• [Work required]:
Reproduce the interview text below about the theater's banned play word for word, from start to finish.

• [Text shown]:
.....

We do not practice self-censorship. We don’t have any expectations from the government. We are the freest theater in Turkey. Our class consciousness lights our way. In our fifty years of theater history, we are known for our resistance to all pressures and our firm stand. The more we know the government, the more they know us.

The play Don’t Let the President Hear written by Muzaffer İzgü, was banned twice in Malatya recently. What’s your take on this situation?

The play we want to perform in Malatya is actually named The Threepenny Dictator, which I staged while relaunching the Ankara Union Theatre.

The play was performed 17 times and a lawsuit was filed in the Burhaniye Criminal Court of First Instance with the allegation of “Insulting the President”. The trial, which lasted three years, ended in acquittal. When we received the court decision in August 2019, we wanted to re-stage the play. Well, the trial lasted for three years, two judges changed and the third judge concluded the case and acquitted us. We should have stood behind this decision. Since the name The Threepenny Dictator created sensibility, we started with a more humorous name Don’t Let the President Hear.

.....

• [Records supplied]:
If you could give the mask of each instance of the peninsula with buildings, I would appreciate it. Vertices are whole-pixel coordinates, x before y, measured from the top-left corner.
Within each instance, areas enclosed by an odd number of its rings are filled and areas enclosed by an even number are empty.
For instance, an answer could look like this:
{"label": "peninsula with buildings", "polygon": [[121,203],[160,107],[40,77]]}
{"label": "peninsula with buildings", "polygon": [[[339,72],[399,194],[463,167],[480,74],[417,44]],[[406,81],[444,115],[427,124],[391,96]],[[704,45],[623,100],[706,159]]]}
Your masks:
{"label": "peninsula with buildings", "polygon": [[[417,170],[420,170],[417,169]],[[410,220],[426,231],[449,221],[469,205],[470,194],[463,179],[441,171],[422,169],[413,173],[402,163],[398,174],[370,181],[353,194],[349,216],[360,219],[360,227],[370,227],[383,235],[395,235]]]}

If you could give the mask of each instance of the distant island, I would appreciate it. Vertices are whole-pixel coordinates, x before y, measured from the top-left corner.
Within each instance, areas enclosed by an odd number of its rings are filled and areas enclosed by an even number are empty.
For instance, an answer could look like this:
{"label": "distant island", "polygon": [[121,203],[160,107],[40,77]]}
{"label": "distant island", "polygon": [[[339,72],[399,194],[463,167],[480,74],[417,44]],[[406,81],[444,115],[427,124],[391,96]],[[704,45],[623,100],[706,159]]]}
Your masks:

.....

• [Answer below]:
We do not practice self-censorship. We don’t have any expectations from the government. We are the freest theater in Turkey. Our class consciousness lights our way. In our fifty years of theater history, we are known for our resistance to all pressures and our firm stand. The more we know the government, the more they know us.

The play Don’t Let the President Hear written by Muzaffer İzgü, was banned twice in Malatya recently. What’s your take on this situation?

The play we want to perform in Malatya is actually named The Threepenny Dictator, which I staged while relaunching the Ankara Union Theatre.

The play was performed 17 times and a lawsuit was filed in the Burhaniye Criminal Court of First Instance with the allegation of “Insulting the President”. The trial, which lasted three years, ended in acquittal. When we received the court decision in August 2019, we wanted to re-stage the play. Well, the trial lasted for three years, two judges changed and the third judge concluded the case and acquitted us. We should have stood behind this decision. Since the name The Threepenny Dictator created sensibility, we started with a more humorous name Don’t Let the President Hear.